- RECORDS FOR THIS EXERCISE:

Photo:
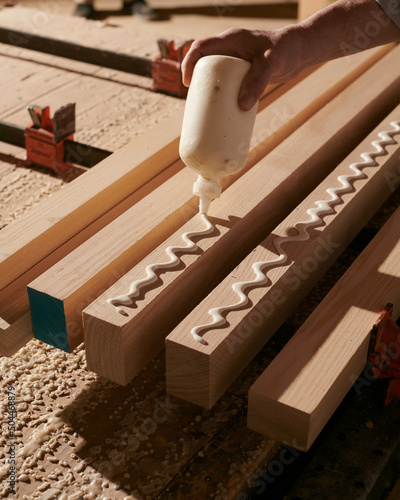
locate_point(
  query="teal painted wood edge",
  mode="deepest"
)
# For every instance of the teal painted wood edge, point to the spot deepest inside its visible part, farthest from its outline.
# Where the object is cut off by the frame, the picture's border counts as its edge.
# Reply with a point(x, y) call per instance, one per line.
point(48, 319)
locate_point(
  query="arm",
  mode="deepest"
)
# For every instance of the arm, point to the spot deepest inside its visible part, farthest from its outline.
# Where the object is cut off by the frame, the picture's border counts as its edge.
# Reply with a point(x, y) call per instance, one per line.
point(344, 27)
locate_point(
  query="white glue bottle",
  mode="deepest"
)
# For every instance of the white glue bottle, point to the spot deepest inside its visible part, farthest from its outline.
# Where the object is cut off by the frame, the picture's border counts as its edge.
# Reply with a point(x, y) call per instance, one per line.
point(216, 133)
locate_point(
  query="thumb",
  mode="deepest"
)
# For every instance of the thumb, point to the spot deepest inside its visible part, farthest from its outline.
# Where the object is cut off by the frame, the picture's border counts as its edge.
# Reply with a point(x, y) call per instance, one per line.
point(253, 85)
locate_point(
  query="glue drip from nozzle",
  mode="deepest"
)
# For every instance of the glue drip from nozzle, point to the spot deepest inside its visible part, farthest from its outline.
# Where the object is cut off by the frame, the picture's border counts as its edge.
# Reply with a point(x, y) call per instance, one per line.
point(207, 190)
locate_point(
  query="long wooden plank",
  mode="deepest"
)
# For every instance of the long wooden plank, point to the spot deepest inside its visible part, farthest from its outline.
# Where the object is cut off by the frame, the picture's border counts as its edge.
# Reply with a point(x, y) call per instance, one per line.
point(299, 391)
point(16, 335)
point(57, 219)
point(293, 264)
point(119, 346)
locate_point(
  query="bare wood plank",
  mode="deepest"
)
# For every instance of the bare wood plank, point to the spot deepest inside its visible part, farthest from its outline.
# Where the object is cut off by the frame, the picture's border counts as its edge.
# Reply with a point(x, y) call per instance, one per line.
point(13, 298)
point(201, 373)
point(119, 346)
point(308, 7)
point(13, 337)
point(69, 324)
point(70, 210)
point(299, 391)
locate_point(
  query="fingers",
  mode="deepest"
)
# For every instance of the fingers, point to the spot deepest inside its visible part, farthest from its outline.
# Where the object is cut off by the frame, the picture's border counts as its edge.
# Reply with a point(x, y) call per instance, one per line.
point(228, 43)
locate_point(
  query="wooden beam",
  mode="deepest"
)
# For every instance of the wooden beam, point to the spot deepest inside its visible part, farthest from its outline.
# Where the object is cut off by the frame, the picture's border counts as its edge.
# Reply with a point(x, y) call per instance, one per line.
point(117, 346)
point(69, 303)
point(201, 373)
point(14, 302)
point(299, 391)
point(14, 299)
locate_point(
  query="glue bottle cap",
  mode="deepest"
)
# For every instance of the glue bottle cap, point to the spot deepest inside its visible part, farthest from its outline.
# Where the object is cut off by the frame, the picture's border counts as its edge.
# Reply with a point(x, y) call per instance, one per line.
point(207, 190)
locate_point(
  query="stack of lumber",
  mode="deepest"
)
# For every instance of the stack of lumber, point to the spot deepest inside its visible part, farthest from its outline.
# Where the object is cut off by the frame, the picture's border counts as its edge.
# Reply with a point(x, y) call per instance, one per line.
point(87, 243)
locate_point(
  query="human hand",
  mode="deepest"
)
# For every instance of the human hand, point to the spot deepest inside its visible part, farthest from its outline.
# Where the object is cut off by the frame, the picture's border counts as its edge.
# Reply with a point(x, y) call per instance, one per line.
point(270, 52)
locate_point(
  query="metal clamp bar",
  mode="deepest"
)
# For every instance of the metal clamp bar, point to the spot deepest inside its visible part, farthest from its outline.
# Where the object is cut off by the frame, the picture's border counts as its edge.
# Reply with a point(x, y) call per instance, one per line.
point(100, 57)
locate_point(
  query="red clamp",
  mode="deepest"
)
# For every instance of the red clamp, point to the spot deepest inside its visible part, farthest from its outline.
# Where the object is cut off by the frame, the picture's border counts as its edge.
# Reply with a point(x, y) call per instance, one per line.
point(167, 74)
point(44, 137)
point(384, 352)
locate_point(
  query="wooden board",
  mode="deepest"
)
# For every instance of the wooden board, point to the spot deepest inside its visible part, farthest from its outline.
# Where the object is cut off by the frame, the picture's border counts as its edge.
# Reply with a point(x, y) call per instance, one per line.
point(172, 4)
point(308, 7)
point(296, 395)
point(60, 217)
point(201, 373)
point(110, 336)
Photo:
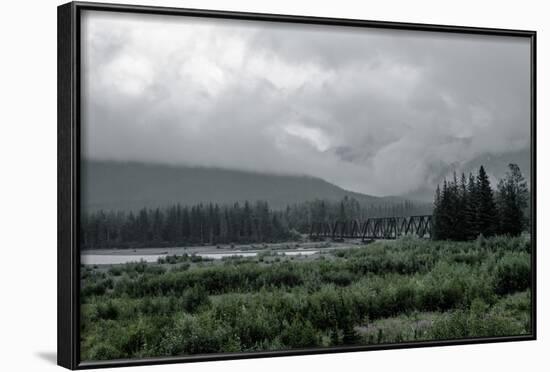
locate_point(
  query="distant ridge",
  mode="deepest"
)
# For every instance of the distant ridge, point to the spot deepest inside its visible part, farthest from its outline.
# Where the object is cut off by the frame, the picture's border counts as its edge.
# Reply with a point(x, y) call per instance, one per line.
point(129, 186)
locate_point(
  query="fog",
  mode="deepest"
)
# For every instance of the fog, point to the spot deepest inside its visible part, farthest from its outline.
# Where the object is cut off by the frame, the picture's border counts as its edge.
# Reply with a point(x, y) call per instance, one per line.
point(375, 111)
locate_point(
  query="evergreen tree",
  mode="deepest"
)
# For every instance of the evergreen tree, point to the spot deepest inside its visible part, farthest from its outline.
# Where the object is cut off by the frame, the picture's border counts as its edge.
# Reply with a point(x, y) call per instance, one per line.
point(512, 200)
point(486, 207)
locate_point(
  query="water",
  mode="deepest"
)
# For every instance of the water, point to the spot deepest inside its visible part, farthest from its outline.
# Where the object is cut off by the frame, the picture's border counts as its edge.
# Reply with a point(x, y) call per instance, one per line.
point(113, 259)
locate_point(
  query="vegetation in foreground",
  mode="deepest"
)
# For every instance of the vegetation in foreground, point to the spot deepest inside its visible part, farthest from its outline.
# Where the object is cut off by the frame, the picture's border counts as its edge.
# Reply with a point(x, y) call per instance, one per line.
point(385, 292)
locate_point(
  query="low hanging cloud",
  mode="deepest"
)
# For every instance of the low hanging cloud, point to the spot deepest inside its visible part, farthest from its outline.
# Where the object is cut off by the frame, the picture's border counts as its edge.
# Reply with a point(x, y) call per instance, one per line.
point(375, 111)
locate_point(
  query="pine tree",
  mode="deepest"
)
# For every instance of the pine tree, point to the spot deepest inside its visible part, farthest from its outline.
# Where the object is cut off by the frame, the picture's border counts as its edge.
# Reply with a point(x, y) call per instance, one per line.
point(487, 217)
point(512, 200)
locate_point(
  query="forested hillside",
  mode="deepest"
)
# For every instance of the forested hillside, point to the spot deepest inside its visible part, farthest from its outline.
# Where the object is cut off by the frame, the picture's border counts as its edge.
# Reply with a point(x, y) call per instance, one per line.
point(132, 186)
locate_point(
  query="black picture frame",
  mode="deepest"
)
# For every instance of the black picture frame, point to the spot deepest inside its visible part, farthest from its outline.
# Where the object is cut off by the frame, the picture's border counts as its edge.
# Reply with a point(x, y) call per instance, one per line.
point(69, 108)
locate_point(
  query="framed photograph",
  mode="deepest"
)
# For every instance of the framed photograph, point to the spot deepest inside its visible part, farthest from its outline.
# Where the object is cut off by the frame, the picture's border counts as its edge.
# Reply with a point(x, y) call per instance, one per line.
point(238, 185)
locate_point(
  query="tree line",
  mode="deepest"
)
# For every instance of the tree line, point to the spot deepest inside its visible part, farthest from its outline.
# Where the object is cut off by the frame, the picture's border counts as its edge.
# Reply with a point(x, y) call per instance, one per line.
point(469, 207)
point(181, 225)
point(213, 224)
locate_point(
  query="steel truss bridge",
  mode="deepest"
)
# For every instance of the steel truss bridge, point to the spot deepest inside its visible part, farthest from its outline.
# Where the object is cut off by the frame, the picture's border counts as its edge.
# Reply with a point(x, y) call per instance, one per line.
point(374, 228)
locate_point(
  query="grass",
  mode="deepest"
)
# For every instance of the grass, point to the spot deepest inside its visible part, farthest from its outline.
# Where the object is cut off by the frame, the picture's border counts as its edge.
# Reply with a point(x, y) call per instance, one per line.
point(385, 292)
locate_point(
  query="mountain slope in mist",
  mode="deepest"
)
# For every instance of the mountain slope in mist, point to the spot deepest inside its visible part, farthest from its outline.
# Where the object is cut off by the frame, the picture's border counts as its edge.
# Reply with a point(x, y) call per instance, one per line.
point(130, 186)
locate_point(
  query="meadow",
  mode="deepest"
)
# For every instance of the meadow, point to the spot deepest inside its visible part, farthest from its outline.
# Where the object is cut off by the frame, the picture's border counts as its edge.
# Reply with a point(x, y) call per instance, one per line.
point(383, 292)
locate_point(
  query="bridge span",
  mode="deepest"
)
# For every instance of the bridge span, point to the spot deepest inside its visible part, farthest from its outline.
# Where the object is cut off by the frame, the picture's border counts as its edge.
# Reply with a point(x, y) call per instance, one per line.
point(374, 228)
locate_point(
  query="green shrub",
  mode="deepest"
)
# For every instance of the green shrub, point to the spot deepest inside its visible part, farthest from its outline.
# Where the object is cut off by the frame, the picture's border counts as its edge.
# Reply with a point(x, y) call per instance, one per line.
point(512, 273)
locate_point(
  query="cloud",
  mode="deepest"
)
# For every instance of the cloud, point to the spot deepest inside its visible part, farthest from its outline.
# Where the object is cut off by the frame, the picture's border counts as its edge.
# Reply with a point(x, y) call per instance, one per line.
point(375, 111)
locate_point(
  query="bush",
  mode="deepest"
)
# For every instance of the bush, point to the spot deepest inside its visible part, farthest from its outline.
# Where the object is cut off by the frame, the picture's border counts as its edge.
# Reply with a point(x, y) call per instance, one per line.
point(512, 273)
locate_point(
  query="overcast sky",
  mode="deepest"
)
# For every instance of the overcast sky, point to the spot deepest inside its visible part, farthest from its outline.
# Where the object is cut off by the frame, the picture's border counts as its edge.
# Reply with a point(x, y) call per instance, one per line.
point(381, 112)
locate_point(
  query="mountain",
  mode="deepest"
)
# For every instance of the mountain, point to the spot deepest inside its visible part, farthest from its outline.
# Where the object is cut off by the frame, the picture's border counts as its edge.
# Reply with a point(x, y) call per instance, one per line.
point(130, 186)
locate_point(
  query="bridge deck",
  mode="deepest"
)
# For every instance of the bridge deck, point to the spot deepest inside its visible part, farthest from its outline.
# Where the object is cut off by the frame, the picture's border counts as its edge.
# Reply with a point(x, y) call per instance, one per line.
point(374, 228)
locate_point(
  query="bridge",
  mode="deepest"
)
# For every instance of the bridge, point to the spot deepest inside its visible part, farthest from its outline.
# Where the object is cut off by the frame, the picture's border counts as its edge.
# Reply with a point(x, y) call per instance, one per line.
point(374, 228)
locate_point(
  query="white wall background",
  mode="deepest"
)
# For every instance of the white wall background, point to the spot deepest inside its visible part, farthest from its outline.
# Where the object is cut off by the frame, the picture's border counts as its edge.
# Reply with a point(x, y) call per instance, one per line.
point(28, 184)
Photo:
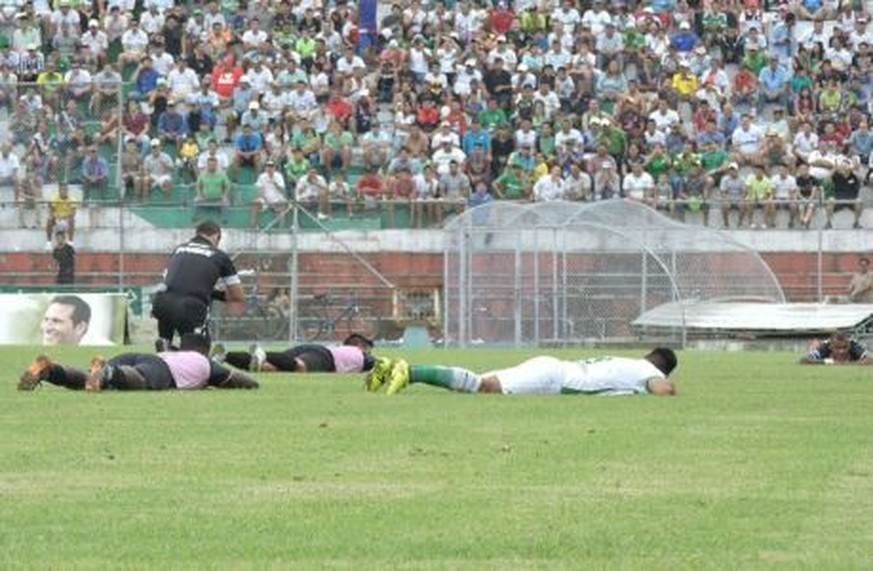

- TASK GOAL: Wherever the string "tree" appears in the records, copy the whole line.

- COMPLETED EXERCISE:
  query="evergreen tree",
# For every instance of the evergreen tree, point to the spot deepest inside its visible part, farthest from its outline.
  query="pine tree",
# For every instance of the pine tree, point to the spot deepest inside its visible part, farthest from its outline.
  query="tree line",
# For every instance of the tree line, point to the spot deepest inside its visible part, farthest from its outline.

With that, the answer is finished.